Minggu, 12 Oktober 2014

Giok

Giok adalah batuan ornamen yang begitu banyak legendanya sehingga hampir mengaburkan kajian ilmiahnya. Kadangkala dalam masyarakat, batu berwarna hijau serupa giok atau dalam bentuk patung tiongkok selalu ‘langsung’ dengan tanpa pikir panjang dianggap terbuat dari batu giok, yang kadangkala dalam kasus-kasus tertentu hanya terbuat dari batu marmer dengan treatment tertentu, dan sungguh disayangkan banyak sekali beredar di pasaran baik nasional maupun internasional. 

Dalam kasus lain, terbuat dari batu sabun yang tentu saja sama sekali bukan termasuk ke dalam kelas giok tetapi masuk ke dalam batuan talc dengan kekerasan hanya menunjukkan angka 1 hingga 3 pada skala Mohs dan seringkali warnanya pun merupakan hasil rekayasa. Dan uniknya kita sering mendengar istilah ‘giok sabun’, batuan inilah yang dimaksudkan.

Nephrite
Istilah Jade atau Giok diterapkan pada batuan metamorf yang terbentuk dari unsur mineral silikat, jenis giok ini terbagi menjadi dua:

  1. Nephrite, terdiri dari mikrokristalin yang diikat oleh matriks seperti fiber dari unsur kalsium, mineral amfibol yang kaya akan kandungan unsur magnesium-besi, dimana didalamnya terdapat Tremolite. Nephrite inilah yang masuk ke dalam keluarga Tremolite dan merupakan varietas Tremolite yang berwarna hijau. semakin tinggi kandungan besi di dalamnya maka semakin hijaulah dia.

▸ **Data yang Diberikan**
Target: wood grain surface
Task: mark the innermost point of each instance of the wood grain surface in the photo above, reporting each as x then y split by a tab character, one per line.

▸ **Tujuan 1**
Tentukan apakah setiap pernyataan berikut sesuai dengan halaman tentang giok: (a) batu sabun memiliki kekerasan 1 hingga 3 pada skala Mohs; (b) istilah giok diterapkan pada batuan sedimen; (c) semakin rendah kandungan besi, semakin hijau nephrite. Jawab ya atau tidak untuk tiap pernyataan, disertai kutipan persis kata-kata penentu dari halaman tersebut.
▸ **Tujuan 2**
Salin dengan persis bagian halaman tentang giok, mulai dari "Giok adalah batuan" sampai dengan "nasional maupun internasional.".

▸ **Jawaban Tugas 1**
(a) Ya: "kekerasan hanya menunjukkan angka 1 hingga 3 pada skala Mohs"
(b) Tidak: "Istilah Jade atau Giok diterapkan pada batuan metamorf"
(c) Tidak: "semakin tinggi kandungan besi di dalamnya maka semakin hijaulah dia."

▸ **Jawaban Tugas 2**
Giok adalah batuan ornamen yang begitu banyak legendanya sehingga hampir mengaburkan kajian ilmiahnya. Kadangkala dalam masyarakat, batu berwarna hijau serupa giok atau dalam bentuk patung tiongkok selalu ‘langsung’ dengan tanpa pikir panjang dianggap terbuat dari batu giok, yang kadangkala dalam kasus-kasus tertentu hanya terbuat dari batu marmer dengan treatment tertentu, dan sungguh disayangkan banyak sekali beredar di pasaran baik nasional maupun internasional.